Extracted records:
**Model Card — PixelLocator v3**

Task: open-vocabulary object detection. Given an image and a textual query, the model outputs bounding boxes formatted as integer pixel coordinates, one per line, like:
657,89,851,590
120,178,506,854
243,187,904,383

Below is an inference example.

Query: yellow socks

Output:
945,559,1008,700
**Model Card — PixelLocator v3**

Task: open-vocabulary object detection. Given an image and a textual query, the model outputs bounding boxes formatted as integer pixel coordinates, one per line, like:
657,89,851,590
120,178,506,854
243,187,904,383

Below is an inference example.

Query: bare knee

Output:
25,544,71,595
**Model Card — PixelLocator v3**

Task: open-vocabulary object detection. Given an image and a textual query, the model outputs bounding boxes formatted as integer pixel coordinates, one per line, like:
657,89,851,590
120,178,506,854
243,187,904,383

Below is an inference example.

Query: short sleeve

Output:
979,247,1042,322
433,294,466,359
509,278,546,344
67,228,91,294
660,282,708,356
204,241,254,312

- WHAT TO DO -
Copy out every line of the listing above verbatim.

- RESULT -
**Model Card — PixelLocator v3**

Task: open-vocabulary object detection. Given an image and a textual query, the model outputs bounding boxes formatted as integer pixel coordinates, one per line, like:
657,89,851,590
120,178,506,854
243,187,904,383

Below is an inference example.

Query: yellow socks

Output:
945,559,1008,700
**Model Card — PixelLocator v3**

Task: open-vocabulary object detection. Given an image and a textual query, the model outputs bounding boxes formatted as integer pixel coordinates, one per line, like:
657,89,851,590
120,178,506,854
243,187,904,383

Below is an inference example.

Query: bare knee

Output:
25,544,71,595
**Model Card — PixelLocator v3**

Task: open-vocabulary object detection. Given an image and a textual query, the model outputs bounding boxes formatted as integer pixel coordinates, one per line, like:
657,89,851,590
120,178,506,854
243,187,904,383

Below is an inference example.

Query: short sleeve

Output:
979,247,1042,322
433,294,466,359
509,278,546,344
67,228,91,294
660,282,708,356
204,241,254,312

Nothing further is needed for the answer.